Task to complete:
Once you have found the line with "Tag a keypoint" in the records below, retype it and every line after it to the end exactly, with no pictures and nothing more.
(Data supplied begins)
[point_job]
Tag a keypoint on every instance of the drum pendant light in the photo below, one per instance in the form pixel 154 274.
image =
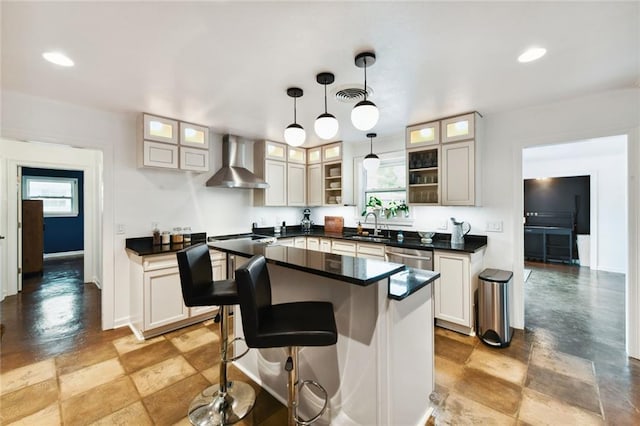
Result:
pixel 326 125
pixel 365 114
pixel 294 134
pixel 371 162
(Data supplied ends)
Answer below:
Tag a keypoint on every instance of the drum pendant light in the photo below, one per instance in the form pixel 154 274.
image =
Result:
pixel 326 125
pixel 365 114
pixel 294 134
pixel 371 162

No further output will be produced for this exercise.